▶ _Source document_:
Frequency/channel visualization

[ ]:
region = Xtrain[400]
ffts = numpy.array([2.0/len(time_serie)*numpy.abs(fft(time_serie)[:len(time_serie)//2]) for time_serie in region])
[ ]:
from matplotlib.colors import LogNorm
plt.style.use('seaborn')
plt.figure(figsize=(5.5,4.5),dpi=80)
plt.imshow(ffts,extent=[fmin,Nyquist,ffts.shape[0],0],aspect='auto',cmap='jet',norm=LogNorm())
plt.xlabel('Frequency [Hz]')
plt.ylabel('Channels')
plt.colorbar()
plt.tight_layout()
plt.show()
../_images/exploration_filtering_28_0.png

Average magnitude across channels

[ ]:
import matplotlib.pyplot as plt
from matplotlib.patches import Rectangle
from matplotlib.colors import LogNorm
def frequency_plot(data,region,ffts,channel,sample,fs=500):
  # Setup multiplot figure
  plt.style.use('seaborn')
  fig, ax = plt.subplots(1,4,figsize=[11,3],dpi=80)
  # Show larger image
  samp_min,samp_max = (0,fs//2) if sample<fs//2 else (data.shape[1]-fs//2,data.shape[1]) if sample>data.shape[1]-fs//2 else (sample-fs//2,sample+fs//2)
  ax[0].imshow(data[:,samp_min:samp_max],aspect='auto',cmap='binary')
  ax[0].set_ylabel('Channels')
  ax[0].set_xlabel('Sample %s to %s'%(samp_min,samp_max))
  ax[0].add_patch(Rectangle((sample-samp_min,channel),region.shape[1],region.shape[0],fill=False,edgecolor='yellow',lw=3))
  # Select and plot training image
  ax[1].imshow(region,extent=[0,region.shape[1],region.shape[0],0],aspect='auto',cmap='binary')
  ax[1].set_xlabel('Sample')
  # Do and plot FFT for each channel
  ax[2].imshow(ffts,extent=[2/region.shape[1]*fs,fs/2,region.shape[0],0],aspect='auto',norm=LogNorm(vmin=ffts.min(), vmax=ffts.max()),cmap='jet')
  ax[2].set_xlabel('Frequency [Hz]')
  # Plot average amplitude for each frequency
  x=numpy.linspace(2/region.shape[1]*fs,fs/2,ffts.shape[1])
  y=[numpy.average(freq) for freq in ffts.T]
  ax[3].plot(x,y)
  ax[3].set_xlabel('Frequency [Hz]')
  ax[3].set_xlim(2/region.shape[1]*fs,fs/2,region.shape[0])
  plt.tight_layout()
  plt.show()

▶ _Given information_:
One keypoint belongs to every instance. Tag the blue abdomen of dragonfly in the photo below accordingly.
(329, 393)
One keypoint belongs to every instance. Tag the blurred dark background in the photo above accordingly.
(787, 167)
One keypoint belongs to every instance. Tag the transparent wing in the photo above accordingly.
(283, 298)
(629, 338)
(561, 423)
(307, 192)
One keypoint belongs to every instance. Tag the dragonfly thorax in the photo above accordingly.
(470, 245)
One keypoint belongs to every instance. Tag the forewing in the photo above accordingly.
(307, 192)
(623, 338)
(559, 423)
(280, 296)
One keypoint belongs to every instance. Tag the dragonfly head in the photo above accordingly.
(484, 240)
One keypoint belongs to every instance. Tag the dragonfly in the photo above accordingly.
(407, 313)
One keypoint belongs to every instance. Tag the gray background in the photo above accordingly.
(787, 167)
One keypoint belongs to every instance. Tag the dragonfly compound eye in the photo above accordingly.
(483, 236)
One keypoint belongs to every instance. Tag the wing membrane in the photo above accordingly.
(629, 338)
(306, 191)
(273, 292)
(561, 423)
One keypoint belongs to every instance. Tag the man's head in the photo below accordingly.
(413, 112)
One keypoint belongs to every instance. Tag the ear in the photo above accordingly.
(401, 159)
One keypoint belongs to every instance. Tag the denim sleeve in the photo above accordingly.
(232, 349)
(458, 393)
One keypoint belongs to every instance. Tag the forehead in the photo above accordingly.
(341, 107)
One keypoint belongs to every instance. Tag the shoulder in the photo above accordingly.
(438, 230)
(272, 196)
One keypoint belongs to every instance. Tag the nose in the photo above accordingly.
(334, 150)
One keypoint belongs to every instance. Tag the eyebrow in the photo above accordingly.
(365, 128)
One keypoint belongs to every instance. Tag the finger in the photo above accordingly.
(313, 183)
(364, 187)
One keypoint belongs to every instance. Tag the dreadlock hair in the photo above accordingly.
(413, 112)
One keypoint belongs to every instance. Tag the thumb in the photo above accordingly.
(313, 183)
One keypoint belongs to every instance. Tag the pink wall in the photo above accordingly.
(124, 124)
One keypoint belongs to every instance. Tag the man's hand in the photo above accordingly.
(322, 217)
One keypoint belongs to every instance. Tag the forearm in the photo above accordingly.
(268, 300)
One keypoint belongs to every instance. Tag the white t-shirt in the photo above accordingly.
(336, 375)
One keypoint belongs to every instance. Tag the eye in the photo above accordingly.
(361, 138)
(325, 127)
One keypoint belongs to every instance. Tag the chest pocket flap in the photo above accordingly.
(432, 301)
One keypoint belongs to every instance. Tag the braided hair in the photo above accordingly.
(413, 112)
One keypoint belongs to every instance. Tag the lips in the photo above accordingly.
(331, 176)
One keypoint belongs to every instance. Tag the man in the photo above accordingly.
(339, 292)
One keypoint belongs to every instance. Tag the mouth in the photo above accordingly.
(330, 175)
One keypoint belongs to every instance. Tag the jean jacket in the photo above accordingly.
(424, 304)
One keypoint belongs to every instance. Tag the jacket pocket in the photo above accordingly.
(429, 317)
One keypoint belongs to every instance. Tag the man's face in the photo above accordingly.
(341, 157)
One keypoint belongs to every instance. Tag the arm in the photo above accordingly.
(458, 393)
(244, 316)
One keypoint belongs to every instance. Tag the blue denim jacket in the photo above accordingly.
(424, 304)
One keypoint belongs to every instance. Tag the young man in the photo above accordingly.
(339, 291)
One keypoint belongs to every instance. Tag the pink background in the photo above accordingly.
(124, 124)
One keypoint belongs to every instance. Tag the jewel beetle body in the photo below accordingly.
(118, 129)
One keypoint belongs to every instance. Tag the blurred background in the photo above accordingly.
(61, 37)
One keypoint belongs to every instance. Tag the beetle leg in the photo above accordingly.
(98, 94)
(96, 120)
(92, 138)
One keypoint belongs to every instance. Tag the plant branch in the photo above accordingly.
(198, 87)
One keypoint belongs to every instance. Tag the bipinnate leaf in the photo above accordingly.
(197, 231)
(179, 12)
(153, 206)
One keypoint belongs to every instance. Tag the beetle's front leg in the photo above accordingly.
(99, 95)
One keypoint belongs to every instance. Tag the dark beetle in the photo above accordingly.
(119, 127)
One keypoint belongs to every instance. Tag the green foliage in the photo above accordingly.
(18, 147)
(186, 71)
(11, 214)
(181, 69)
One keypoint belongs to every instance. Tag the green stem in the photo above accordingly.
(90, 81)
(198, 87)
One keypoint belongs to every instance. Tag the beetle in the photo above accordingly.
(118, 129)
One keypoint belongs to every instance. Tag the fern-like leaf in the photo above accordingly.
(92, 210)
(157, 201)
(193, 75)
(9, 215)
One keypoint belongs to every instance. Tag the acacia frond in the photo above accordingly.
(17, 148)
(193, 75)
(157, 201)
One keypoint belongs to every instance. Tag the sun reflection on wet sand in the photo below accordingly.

▶ _Short task 1_: Can you give the frequency plotting code again between "# Select and" and "ax[3].plot(x,y)", inclusive, renaming "training image" to "input patch"?
▶ _Short task 2_: In the frequency plotting code, why is y built by averaging each entry of ffts.T before it is plotted on the fourth axis?
The records are separate material and have no connection to the frequency plotting code.

▶ _Complete output 1_:
# Select and plot input patch
  ax[1].imshow(region,extent=[0,region.shape[1],region.shape[0],0],aspect='auto',cmap='binary')
  ax[1].set_xlabel('Sample')
  # Do and plot FFT for each channel
  ax[2].imshow(ffts,extent=[2/region.shape[1]*fs,fs/2,region.shape[0],0],aspect='auto',norm=LogNorm(vmin=ffts.min(), vmax=ffts.max()),cmap='jet')
  ax[2].set_xlabel('Frequency [Hz]')
  # Plot average amplitude for each frequency
  x=numpy.linspace(2/region.shape[1]*fs,fs/2,ffts.shape[1])
  y=[numpy.average(freq) for freq in ffts.T]
  ax[3].plot(x,y)

▶ _Complete output 2_: The comment above that step says the goal is to plot the average amplitude for each frequency. Each value in y is the average of one frequency column of ffts, and it is plotted against the frequency values in x.